Do this: Leave the pictures out and print every record below exactly as it stands.

Material for this exercise:
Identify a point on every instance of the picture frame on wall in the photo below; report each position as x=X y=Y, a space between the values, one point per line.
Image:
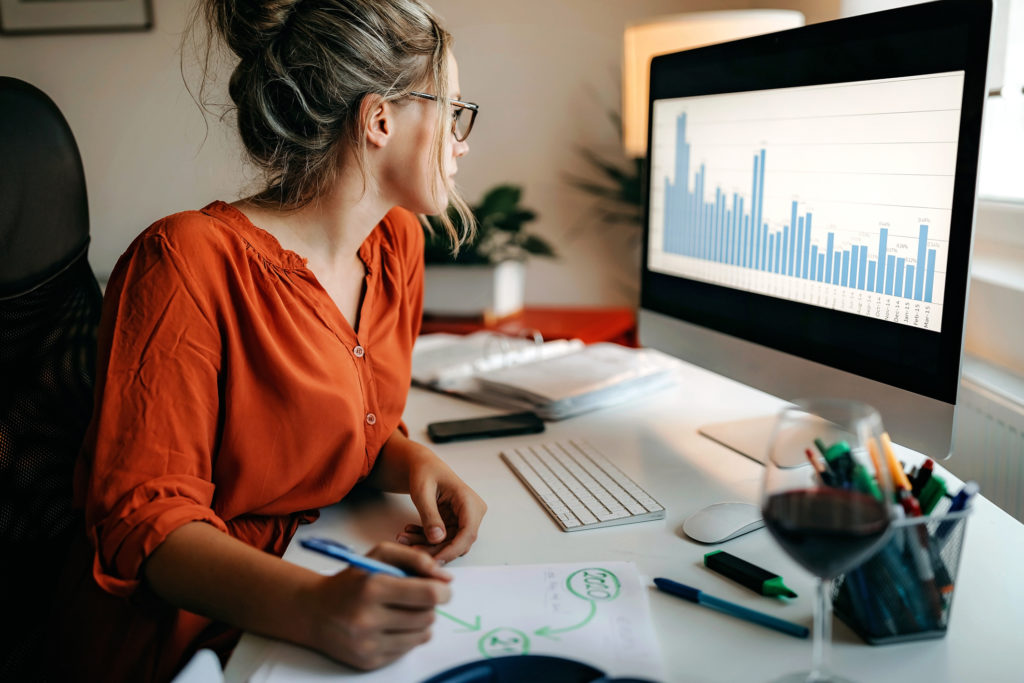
x=49 y=16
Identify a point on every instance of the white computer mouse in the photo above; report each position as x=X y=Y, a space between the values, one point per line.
x=722 y=521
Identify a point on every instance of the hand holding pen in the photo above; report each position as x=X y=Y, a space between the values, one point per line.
x=369 y=615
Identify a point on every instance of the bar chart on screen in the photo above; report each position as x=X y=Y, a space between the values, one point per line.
x=838 y=195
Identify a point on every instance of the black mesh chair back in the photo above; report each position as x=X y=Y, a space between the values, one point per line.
x=49 y=309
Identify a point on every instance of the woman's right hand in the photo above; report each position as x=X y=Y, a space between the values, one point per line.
x=370 y=620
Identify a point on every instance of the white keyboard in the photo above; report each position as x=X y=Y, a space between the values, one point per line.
x=580 y=487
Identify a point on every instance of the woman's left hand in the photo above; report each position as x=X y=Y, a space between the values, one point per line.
x=451 y=512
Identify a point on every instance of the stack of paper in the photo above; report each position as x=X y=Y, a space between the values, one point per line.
x=555 y=380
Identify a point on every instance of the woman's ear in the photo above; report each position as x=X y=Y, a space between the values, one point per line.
x=378 y=116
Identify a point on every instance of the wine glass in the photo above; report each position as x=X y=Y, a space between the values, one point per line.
x=826 y=499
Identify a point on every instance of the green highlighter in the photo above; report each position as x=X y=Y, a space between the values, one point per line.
x=751 y=575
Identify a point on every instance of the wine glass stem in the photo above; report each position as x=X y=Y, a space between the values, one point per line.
x=822 y=633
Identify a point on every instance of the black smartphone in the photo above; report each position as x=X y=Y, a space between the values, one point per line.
x=496 y=425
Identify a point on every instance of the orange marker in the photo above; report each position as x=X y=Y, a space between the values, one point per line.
x=895 y=469
x=872 y=450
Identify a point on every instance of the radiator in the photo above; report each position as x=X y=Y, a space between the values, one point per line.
x=988 y=445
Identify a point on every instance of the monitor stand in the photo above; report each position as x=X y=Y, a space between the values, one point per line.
x=749 y=437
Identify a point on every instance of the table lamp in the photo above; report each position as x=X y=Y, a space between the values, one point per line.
x=680 y=32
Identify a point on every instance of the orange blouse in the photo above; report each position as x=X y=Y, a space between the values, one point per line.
x=231 y=390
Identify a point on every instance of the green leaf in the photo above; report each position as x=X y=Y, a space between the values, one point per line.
x=513 y=222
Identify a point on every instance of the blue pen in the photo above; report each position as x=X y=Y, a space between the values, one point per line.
x=346 y=554
x=961 y=502
x=693 y=595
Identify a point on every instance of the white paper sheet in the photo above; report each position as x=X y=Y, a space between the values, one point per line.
x=595 y=612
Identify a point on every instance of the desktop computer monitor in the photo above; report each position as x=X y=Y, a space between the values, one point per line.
x=809 y=212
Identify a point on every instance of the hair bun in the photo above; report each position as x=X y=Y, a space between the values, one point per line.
x=248 y=26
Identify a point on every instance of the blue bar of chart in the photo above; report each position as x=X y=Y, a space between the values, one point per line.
x=783 y=251
x=836 y=196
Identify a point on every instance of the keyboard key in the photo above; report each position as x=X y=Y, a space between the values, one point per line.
x=580 y=487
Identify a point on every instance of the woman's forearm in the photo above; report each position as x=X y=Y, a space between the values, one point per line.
x=391 y=471
x=204 y=570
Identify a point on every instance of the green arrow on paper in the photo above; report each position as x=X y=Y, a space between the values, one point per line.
x=475 y=626
x=548 y=632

Solution for this problem:
Identify a point on every instance of the picture frame on wall in the photo below; report each position as x=X y=Y, a space between the values, one point per line.
Image:
x=49 y=16
Identify a point on every instance of the white computer mouse in the photo above; report each position as x=X y=Y, a space between the values, one point per line.
x=722 y=521
Identify a point on every instance of the hand holding pen in the photo above; report each position as x=X y=Y, a space between the values, one point per line.
x=369 y=615
Identify a point on every instance of the bar chart on screen in the photo above; report each position as x=X y=Y, a space between the values, one point per line.
x=838 y=195
Identify a point on every instance of the black mesh chair back in the photo above; report each position as x=X y=Y, a space between the values, one point per line.
x=49 y=309
Identify a point on every instance of the woman's right hand in the photo above; report each position as x=X y=Y, a space between the values, one point per line.
x=370 y=620
Identify a point on every instance of the white keyboard in the photo above; report each position as x=X y=Y, a space between the values, one point per line.
x=580 y=487
Identify a point on every instance of the woman's left hand in the photo above; report each position as x=X y=Y, a space between the values, one point per line.
x=451 y=512
Identify a point on every instance of the stack of paper in the photo above; report each position as x=X y=Y, a space between the values, one point per line.
x=555 y=380
Identify a point on every instance of the woman's ear in the photo above; report each position as x=X y=Y, a space between the values, one point per line.
x=378 y=116
Identify a point on every instance of the wine glass in the photo above; report each position as x=X y=Y, a space between the values, one point per line.
x=826 y=499
Identify a point on every instance of the green highlighter in the photo above; report each position as x=X y=Y, a space between the values, one point per line.
x=751 y=575
Identify a point on every instance of the wine glass stem in the photo above; report each position as x=X y=Y, a space between the values, one point per line.
x=822 y=633
Identify a point on every instance of the black smartphone in the photo above; report each position as x=X y=Y, a space between the values, one point per line.
x=496 y=425
Identify a point on every instance of the orange marker in the photo above; report each position as x=X y=Y, a space between the values, one point per line.
x=895 y=469
x=872 y=450
Identify a point on every instance of the radiator in the photo above; report each position as x=X y=Y, a space between the values, one point per line.
x=988 y=445
Identify a point on every instance of the monitor stand in the photo above; report each position as x=X y=Y, a space between the values, one point per line.
x=749 y=437
Identify a point on every instance of the table lamp in the photo above; report each position as x=X y=Y, a space between the values, one point per line.
x=680 y=32
Identify a point on every instance of the orange blouse in the photo above; report each position as x=X y=Y, a space between the values, one point per line.
x=231 y=390
Identify a point on every instance of the green leaf in the photo above; report each position as x=X y=Y, a space between the values, one point per line.
x=513 y=222
Identify a point on every instance of the blue pen in the photo above; report each position as x=X y=Y, a space between the values, one point per line.
x=346 y=554
x=961 y=502
x=693 y=595
Identify a point on every instance of the white paper sheet in the photo above; report each position as x=X y=Y, a space between the values, one point per line.
x=595 y=612
Identify a point on every instance of the desktop computer monitor in the photo above; report each position as x=X y=Y, a space between the values, one point per line.
x=809 y=212
Identify a point on every instance of the hair bun in the photo above; report each position as x=X y=Y, a space between the values, one point per line.
x=248 y=26
Identify a point on every instance of the blue bar of chart in the photo above; report each position as x=X y=Y, a space between the values, one point per line.
x=783 y=251
x=836 y=196
Identify a point on every instance of the keyboard key in the photo above; report each position as x=X y=Y, a space between the values, one point per line.
x=580 y=487
Identify a point on every instance of the woman's forearm in the photo above; report each position as x=X y=Y, a space between the values, one point per line.
x=391 y=471
x=204 y=570
Identify a point on every instance of the green arrow on paper in the photo above; report each position as x=X y=Y, a space between the values, one point per line.
x=475 y=626
x=548 y=632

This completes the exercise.